**Selected passage:**
★ ★ ★
On Tue, Jun 12, 2012 at 1:48 PM, Greg KH <gregkh@linux.com> wrote:
On Tue, Jun 12, 2012 at 12:50:05PM -0700, M. Edward (Ed) Borasky wrote:
On Tue, Jun 12, 2012 at 11:59 AM, Greg KH <gregkh@linux.com> wrote:
I now have GNOME 3.4.1 running in Tumbleweed, but wow, it's tough to get installed due to some odd dependancies. Because of that, I don't feel comfortable moving it to the "main" openSUSE:Tumbleweed repo at this point in time (it's in openSUSE:Tumbleweed:Testing if anyone wants to play with it.)
But, I'm sure that people do want to use it, so, any thoughts on what to do? Just wait for 12.2 for users to be able to pick this up? Or beat on the dependancy tree some more to try to make it easier to upgrade?
thanks,
greg k-h
12.2 looks like it's going to slip for non-GNOME reasons.
Don't give up hope yet :)
I don't run Tumbleweed; I have to hand-tune all the dependencies on my systems anyway for things like Node.js, Sigil, Calibre and R-base, so it doesn't really matter to me how I get GNOME updates. ;-)
★ ★ ★
**Recorded data:**
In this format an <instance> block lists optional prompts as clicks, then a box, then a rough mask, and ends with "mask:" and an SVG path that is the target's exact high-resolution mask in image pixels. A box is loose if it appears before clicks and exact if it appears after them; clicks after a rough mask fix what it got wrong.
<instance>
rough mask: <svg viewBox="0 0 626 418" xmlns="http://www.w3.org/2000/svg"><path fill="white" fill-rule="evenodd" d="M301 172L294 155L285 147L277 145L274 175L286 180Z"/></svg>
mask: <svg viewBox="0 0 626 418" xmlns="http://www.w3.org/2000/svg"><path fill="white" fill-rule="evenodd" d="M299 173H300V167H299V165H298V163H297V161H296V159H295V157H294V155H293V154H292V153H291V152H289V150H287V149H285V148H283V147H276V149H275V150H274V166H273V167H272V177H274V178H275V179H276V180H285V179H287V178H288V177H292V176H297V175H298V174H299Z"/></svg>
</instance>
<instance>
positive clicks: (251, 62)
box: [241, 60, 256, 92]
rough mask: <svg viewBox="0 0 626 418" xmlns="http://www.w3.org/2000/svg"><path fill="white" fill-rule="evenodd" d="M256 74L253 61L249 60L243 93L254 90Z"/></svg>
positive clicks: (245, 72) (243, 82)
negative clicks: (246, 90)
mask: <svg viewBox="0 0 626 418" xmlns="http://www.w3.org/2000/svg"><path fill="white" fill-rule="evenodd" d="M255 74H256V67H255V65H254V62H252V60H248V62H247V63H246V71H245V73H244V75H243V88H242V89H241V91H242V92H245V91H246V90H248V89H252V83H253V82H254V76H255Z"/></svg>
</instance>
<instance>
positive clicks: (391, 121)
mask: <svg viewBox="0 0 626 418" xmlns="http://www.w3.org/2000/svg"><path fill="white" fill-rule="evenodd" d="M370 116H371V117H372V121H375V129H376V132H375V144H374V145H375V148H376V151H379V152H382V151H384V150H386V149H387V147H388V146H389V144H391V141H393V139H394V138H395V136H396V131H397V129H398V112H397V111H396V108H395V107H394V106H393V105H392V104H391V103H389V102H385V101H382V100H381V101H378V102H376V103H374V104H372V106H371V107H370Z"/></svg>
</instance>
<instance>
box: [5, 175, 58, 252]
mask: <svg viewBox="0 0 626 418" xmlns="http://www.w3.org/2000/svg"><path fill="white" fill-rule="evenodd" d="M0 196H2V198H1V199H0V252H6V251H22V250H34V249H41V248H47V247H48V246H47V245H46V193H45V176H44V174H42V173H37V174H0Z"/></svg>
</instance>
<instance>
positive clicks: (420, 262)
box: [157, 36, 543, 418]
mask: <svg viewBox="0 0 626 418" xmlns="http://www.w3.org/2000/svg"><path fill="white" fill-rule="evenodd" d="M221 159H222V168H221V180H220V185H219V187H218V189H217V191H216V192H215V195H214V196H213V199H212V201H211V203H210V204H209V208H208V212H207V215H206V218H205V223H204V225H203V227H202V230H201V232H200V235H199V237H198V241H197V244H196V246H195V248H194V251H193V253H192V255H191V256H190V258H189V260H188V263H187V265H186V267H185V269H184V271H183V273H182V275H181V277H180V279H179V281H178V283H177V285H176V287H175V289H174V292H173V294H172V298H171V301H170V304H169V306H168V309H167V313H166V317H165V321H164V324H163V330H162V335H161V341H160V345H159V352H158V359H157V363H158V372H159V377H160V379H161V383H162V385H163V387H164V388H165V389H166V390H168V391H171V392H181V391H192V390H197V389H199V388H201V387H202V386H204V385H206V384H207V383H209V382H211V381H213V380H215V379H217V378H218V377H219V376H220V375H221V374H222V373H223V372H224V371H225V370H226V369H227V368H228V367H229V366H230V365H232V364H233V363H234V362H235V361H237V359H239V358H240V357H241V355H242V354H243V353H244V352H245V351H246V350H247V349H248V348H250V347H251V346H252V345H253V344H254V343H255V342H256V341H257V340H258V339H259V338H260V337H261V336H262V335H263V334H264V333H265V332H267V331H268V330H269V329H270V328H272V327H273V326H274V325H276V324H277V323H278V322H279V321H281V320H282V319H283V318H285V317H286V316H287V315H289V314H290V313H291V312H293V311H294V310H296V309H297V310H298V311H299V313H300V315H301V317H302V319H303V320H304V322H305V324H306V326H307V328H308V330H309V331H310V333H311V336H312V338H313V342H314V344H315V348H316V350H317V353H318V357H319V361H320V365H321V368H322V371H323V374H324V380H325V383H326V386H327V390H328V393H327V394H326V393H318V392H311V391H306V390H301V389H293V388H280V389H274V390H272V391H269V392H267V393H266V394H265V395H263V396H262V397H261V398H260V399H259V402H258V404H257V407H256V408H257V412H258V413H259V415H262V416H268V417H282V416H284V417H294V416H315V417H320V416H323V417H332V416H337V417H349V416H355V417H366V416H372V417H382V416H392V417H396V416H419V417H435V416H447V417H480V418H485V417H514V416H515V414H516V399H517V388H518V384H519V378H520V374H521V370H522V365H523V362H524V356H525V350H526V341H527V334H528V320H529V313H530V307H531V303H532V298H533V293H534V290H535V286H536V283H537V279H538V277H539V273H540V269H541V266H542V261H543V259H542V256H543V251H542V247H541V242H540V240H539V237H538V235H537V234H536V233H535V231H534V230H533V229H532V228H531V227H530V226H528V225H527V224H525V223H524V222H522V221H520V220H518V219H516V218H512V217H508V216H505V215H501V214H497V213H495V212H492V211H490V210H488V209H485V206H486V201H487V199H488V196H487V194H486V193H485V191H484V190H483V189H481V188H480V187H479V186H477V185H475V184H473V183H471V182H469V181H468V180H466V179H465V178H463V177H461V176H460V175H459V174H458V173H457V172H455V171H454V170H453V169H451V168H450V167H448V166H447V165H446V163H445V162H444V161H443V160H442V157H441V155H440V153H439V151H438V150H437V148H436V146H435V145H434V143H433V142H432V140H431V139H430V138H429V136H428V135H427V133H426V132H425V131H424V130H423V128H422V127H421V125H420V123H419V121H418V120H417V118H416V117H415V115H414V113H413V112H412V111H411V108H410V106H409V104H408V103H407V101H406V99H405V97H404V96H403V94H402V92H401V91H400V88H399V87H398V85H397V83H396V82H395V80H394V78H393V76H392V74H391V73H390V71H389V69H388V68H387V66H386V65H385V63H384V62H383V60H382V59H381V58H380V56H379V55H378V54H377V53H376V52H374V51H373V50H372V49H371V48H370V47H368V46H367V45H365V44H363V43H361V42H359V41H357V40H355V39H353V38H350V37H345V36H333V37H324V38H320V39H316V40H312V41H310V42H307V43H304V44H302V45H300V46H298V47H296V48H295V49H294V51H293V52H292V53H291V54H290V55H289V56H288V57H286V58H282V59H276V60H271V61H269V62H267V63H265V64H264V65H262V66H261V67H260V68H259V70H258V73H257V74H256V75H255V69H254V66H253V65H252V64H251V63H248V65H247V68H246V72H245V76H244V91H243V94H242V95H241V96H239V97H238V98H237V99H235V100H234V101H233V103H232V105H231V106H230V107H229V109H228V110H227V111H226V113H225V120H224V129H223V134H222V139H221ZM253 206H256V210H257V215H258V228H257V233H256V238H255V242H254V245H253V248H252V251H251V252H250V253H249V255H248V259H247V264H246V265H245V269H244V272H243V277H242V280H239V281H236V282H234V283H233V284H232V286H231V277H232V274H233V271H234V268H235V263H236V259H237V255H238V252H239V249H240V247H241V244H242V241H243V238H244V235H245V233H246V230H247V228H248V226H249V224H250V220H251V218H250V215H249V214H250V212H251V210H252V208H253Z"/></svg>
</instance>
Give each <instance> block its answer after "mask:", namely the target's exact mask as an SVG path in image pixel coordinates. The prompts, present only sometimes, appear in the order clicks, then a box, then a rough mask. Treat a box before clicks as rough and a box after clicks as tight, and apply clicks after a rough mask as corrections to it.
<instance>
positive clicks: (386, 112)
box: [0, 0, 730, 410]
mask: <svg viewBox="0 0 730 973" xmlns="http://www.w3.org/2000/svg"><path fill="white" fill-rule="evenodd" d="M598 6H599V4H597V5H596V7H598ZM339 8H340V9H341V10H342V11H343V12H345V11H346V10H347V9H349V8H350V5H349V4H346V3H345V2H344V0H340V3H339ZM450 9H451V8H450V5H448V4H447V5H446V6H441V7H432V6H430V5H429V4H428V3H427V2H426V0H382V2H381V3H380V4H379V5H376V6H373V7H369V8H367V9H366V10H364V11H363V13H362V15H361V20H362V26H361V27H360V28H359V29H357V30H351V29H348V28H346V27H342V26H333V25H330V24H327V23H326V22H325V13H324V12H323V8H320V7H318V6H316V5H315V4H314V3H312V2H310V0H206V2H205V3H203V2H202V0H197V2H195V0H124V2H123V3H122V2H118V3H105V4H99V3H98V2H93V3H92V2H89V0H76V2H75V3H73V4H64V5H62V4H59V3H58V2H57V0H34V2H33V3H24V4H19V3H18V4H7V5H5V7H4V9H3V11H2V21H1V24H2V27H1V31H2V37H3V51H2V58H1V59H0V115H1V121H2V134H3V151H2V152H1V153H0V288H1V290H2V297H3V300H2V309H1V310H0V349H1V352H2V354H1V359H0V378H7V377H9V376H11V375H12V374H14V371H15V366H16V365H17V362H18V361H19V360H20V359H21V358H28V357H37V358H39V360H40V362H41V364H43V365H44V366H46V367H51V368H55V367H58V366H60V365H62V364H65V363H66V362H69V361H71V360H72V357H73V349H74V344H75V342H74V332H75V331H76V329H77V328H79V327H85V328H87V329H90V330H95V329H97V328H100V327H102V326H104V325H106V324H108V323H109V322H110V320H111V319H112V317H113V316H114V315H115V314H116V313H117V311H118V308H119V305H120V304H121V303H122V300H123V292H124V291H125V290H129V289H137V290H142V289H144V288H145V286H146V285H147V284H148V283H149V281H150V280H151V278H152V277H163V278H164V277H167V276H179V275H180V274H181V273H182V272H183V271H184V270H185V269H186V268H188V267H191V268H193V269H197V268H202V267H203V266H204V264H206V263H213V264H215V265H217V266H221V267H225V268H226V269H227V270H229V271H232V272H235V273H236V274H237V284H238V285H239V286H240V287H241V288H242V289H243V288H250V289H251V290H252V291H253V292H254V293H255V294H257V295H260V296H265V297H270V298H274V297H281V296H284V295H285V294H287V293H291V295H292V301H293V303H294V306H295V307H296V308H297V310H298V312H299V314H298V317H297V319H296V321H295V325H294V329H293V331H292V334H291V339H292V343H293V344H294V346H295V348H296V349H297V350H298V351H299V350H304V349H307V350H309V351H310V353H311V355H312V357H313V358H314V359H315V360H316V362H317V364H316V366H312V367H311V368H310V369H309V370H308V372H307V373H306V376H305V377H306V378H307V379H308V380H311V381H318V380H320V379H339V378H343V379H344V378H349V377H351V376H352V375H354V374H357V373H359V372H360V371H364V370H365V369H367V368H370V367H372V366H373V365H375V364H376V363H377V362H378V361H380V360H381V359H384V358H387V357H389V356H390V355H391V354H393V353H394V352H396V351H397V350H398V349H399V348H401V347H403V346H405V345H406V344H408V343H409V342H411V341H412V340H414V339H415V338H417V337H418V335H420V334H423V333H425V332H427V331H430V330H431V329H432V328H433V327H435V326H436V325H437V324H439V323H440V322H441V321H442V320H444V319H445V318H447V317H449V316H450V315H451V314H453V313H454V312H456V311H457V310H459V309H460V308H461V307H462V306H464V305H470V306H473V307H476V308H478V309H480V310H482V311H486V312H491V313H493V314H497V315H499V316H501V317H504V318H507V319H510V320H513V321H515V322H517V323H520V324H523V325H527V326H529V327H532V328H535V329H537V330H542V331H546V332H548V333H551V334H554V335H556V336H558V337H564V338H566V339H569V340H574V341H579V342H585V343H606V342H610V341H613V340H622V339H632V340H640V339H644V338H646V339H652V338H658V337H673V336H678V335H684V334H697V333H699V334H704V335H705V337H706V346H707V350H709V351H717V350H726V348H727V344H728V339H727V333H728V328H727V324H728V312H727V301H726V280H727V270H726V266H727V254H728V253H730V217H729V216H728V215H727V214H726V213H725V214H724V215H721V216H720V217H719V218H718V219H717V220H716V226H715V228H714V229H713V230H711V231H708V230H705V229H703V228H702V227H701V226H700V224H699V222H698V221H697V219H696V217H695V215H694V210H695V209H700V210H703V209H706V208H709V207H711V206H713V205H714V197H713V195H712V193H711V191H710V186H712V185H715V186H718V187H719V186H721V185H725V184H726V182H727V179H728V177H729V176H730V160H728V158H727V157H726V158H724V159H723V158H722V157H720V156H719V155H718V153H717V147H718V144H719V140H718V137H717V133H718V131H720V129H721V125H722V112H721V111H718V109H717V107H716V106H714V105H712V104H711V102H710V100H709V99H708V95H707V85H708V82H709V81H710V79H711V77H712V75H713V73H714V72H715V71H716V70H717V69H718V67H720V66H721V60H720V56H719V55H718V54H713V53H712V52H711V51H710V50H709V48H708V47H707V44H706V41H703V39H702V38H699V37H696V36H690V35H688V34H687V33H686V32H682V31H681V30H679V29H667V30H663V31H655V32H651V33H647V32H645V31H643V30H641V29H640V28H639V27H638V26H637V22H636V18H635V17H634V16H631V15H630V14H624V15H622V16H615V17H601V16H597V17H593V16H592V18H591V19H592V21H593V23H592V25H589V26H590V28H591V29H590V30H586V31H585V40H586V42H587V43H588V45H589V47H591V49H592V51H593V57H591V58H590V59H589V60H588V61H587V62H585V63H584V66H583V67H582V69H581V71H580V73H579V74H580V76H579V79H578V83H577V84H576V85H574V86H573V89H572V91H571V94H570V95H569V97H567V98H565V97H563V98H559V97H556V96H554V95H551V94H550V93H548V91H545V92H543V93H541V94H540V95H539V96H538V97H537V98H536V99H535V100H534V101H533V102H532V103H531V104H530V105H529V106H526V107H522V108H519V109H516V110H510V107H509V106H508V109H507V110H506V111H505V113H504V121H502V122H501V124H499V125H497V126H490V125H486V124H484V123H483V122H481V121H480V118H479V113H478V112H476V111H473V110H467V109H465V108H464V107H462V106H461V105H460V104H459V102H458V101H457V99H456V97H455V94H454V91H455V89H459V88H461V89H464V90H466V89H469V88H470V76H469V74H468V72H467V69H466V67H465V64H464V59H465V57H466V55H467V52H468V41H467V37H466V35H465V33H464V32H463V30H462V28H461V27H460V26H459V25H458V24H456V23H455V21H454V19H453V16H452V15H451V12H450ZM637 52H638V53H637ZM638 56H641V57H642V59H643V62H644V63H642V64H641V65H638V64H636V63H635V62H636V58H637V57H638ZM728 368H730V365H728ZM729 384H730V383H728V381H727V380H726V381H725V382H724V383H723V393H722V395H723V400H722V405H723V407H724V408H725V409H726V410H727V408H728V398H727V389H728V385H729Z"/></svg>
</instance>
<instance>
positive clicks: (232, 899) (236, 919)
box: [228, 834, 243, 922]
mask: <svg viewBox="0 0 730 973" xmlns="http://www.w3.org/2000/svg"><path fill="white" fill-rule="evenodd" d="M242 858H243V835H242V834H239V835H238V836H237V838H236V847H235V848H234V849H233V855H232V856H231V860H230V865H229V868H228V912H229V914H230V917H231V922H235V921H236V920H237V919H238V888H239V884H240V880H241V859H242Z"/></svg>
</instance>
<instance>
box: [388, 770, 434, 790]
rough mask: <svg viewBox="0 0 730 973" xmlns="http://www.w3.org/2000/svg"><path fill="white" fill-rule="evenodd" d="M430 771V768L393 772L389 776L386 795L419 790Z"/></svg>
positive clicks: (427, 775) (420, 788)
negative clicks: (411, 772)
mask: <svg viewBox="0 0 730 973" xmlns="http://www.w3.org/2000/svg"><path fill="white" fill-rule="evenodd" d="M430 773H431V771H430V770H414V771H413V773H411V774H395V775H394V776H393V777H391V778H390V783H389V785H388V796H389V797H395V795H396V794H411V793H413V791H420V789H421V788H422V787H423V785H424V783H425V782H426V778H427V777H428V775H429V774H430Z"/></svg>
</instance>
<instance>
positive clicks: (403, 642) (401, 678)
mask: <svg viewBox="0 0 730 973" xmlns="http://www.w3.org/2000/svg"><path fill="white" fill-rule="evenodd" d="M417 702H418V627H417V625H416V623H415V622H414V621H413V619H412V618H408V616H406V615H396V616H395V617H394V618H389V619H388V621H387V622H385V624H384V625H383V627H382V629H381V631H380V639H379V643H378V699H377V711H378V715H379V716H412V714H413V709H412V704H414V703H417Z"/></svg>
★ ★ ★
**Task list:**
[a] Decide whether each statement agrees with the GNOME email thread. Answer yes or no, and quote the words from the thread that decide it.
(i) GNOME 3.4.1 has been moved into the main openSUSE:Tumbleweed repo.
(ii) GNOME 3.4.1 can be found in openSUSE:Tumbleweed:Testing.
(iii) One message expects 12.2 to slip for reasons unrelated to GNOME.
[b] List every program the GNOME email thread names as needing its dependencies hand-tuned.
[c] Answer these questions from the GNOME email thread:
(i) Which version of GNOME is running in Tumbleweed?
(ii) What email address is given for Greg KH?
(iii) At what time on June 12, 2012 did M. Edward (Ed) Borasky write?
Use only the GNOME email thread to answer, not the data.

**Answers for this exercise:**
[a]
(i) No: "I don't feel comfortable moving it"
(ii) Yes: "it's in openSUSE:Tumbleweed:Testing if anyone wants to play with it."
(iii) Yes: "12.2 looks like it's going to slip for non-GNOME reasons."

[b] Node.js, Sigil, Calibre, R-base

[c]
(i) GNOME 3.4.1
(ii) gregkh@linux.com
(iii) 12:50:05 PM -0700